__Task objective__.
Carry on the excerpt on BNP levels and atrial appendage function, picking up after its last sentence.

__Excerpted text__.
*****

BNP – brain natriuetic peptide; hs-CRP – high sensitive C-reactive protein; LAA-E – left atrial appendage PW-Doppler peak emptying velocity; LAA EF – left atrial appendage ejection fraction; LAA-F – left atrial appendage PW-Doppler peak filling velocity; LAA-L-D2 – left atrial appendage lateral wall upward velocity; LAA-L-D3 – left atrial appendage lateral wall downward velocity; LAA-S-D2 – left atrial appendage septal wall upward velocity; LAA-S-D3 – left atrial appendage septal wall downward velocity; NS – non-significant; RAA-E – right atrial appendage PW-Doppler peak emptying velocity; RAA EF – right atrial appendage ejection fraction; RAA-F – right atrial appendage PW-Doppler peak filling velocity; RAA-L-D2 – right atrial appendage lateral wall upward velocity; RAA-L-D3 – right atrial appendage lateral wall downward velocity; RAA-S-D2 – right atrial appendage septal wall upward velocity, RAA-S-D3 – right atrial appendage septal wall downward velocity; RV – right ventricle; RV EF – right ventricle ejection fraction.

In patients with mitral stenosis, no positive or negative correlation was detected between BNP levels and PW Doppler and TDI velocities of LAA and RAA. In the hypertension group, there was a negative correlation between BNP levels and LAA ejection fraction (r=−0.30, p=0.049), LAA PW Doppler emptying velocity (r=−0.30, p=0.049), and RAA lateral wall downward velocity (r=−0.33, p=0.028); whereas a positive correlation was found between BNP levels and left atricular diameter (r=0.32, p=0.039). In patients with hyperthyroidism, there was a negative correlation between BNP levels and LAA-TDI septal and lateral wall downward velocities (r=−0.45, p=0.045; r=−0.42, p=0.047, respectively) and also between RAA-PW Doppler emptying and filling velocities (r=−0.56, p=0.010; r=−0.41, p=0.07, respectively); whereas there was a positive correlation between BNP levels and right ventricular diameter and duration of AF (r=0.50, p=0.025; r=0.64, p=0.002, respectively).

*****

__Records__.

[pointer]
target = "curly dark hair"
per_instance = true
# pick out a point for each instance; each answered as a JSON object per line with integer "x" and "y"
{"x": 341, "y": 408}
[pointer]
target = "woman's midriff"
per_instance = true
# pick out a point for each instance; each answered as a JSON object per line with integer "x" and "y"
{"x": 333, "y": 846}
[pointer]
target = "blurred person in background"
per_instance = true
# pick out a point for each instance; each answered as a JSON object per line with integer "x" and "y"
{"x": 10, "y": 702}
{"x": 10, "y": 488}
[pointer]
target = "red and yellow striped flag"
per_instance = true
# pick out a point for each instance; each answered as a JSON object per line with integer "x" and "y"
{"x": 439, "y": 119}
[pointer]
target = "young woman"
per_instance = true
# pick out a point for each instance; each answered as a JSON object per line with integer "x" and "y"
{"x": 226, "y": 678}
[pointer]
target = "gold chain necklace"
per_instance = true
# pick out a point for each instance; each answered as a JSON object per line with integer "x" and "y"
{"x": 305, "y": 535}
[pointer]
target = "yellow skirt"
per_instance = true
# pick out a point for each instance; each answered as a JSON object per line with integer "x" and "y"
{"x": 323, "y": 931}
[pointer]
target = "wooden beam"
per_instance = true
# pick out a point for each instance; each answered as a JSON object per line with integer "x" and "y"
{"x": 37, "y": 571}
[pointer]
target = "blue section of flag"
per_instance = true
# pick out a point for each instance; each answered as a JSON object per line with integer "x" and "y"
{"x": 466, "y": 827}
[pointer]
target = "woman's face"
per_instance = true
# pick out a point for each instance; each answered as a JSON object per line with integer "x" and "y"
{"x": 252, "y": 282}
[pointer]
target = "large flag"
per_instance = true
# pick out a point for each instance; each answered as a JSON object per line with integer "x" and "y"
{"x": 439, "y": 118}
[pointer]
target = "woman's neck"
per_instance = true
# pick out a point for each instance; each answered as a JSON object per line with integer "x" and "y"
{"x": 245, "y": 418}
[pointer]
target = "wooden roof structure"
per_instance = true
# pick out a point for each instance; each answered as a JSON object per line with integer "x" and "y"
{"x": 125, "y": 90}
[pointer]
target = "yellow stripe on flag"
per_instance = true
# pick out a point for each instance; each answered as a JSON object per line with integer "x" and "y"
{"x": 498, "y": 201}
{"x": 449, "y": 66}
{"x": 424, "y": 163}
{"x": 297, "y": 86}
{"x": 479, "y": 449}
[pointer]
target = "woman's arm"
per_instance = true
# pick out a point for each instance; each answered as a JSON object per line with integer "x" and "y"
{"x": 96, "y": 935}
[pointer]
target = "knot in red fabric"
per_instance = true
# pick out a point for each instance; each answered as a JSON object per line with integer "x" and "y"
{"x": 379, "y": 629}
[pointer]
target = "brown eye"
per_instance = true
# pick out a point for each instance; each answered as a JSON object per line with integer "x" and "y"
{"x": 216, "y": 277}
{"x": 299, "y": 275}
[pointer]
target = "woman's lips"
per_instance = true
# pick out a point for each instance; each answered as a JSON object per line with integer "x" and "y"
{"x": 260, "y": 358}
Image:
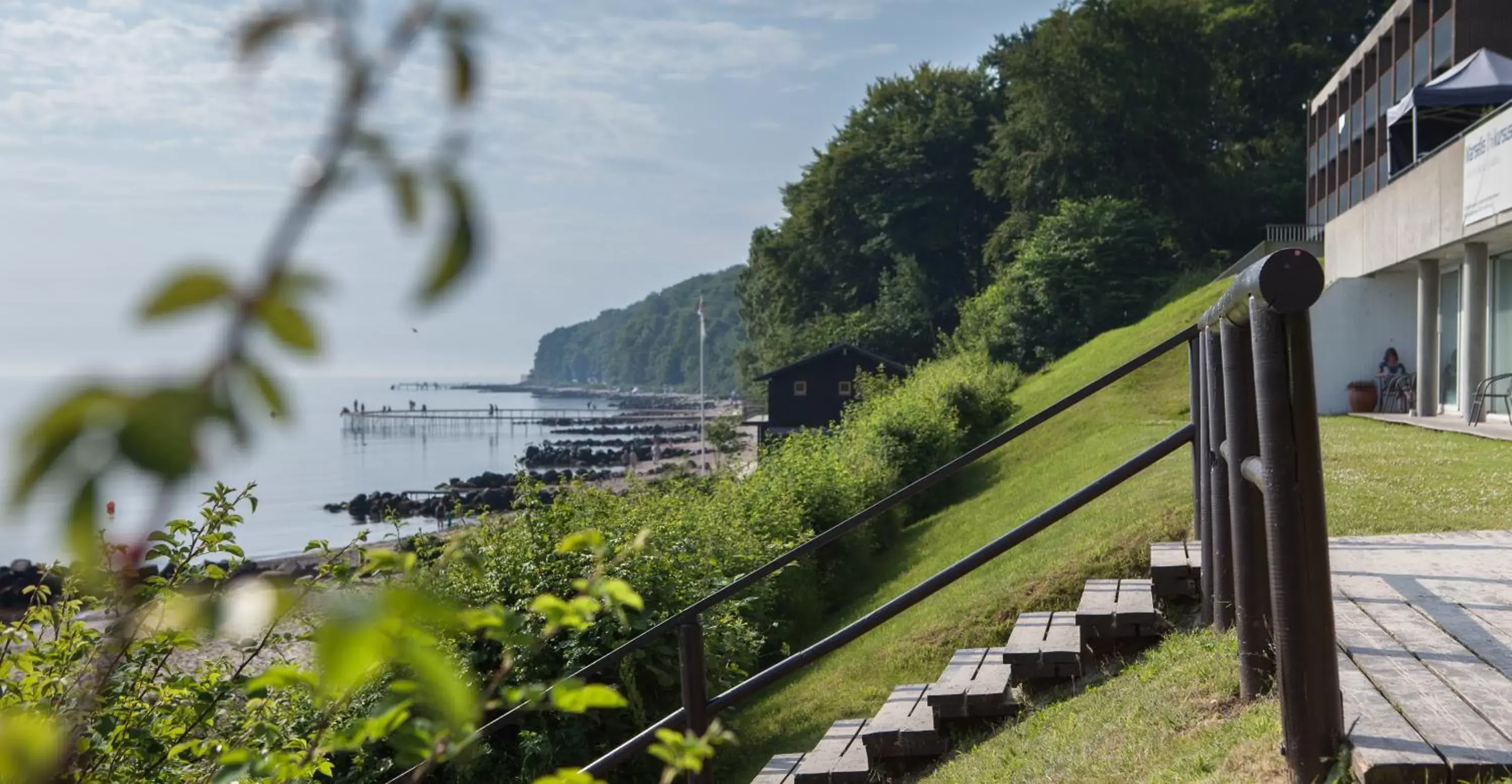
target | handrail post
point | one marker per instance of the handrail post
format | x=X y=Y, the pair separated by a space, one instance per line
x=1222 y=547
x=1246 y=517
x=695 y=686
x=1204 y=497
x=1311 y=707
x=1195 y=395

*****

__Expected answer__.
In the AF group, the level of hs-CRP was significantly related to the presence of mild-moderate SEC and thrombi. However, when the AF group was evaluated according to etiologies, it was observed that this significant correlation mainly originated from patients with mitral stenosis (Table 6). The highest correlation was found between the hs-CRP levels and RAA-SEC and thrombus (r=0.54, p=0.01 and r=0.45, p=0.03, respectively). In multivariate analysis, hs-CRP level was found to be the most important determinant of RAA thrombus formation (p=0.002), followed by RAA ejection fraction (p=0.009). In the other study groups, especially in the hyperthyroidism group, level of hs-CRP was not related to the presence of SEC and thrombi. In all AF groups, no positive or negative correlation was found between BNP levels and both RAA and LAA thrombi.

Table 6.

The levels of hs-CRP and BNP according to the presence of thrombi in atrial fibrillation patients with different etiology.

Etiology Thrombus hs-CRP Level (mg/L) BNP Level (pg/mL)
Mean ±SD p values* Mean ±SD p values*
Mitral Stenosis 0 7.8±3.8 0.044 55.6±21.8 0.035
+ 8.9±5.9 116.2±107.4
Hypertension 0 6.4±4.3 NS 60.4±44.4 NS
+ 7.2±2.9 87.8±38.7
Hyperthyroidism 0 4.2±3.7 NS 67.0±28.3 NS
+ 5.4±2.9 78.4±68.1

BNP – brain natriuetic peptide; hs-CRP – high sensitivity C-reactive protein; NS – non-significant; SD – standard deviation;

*

P values are the comparisons of the hs-CRP/BNP levels between those patients with and without thrombi.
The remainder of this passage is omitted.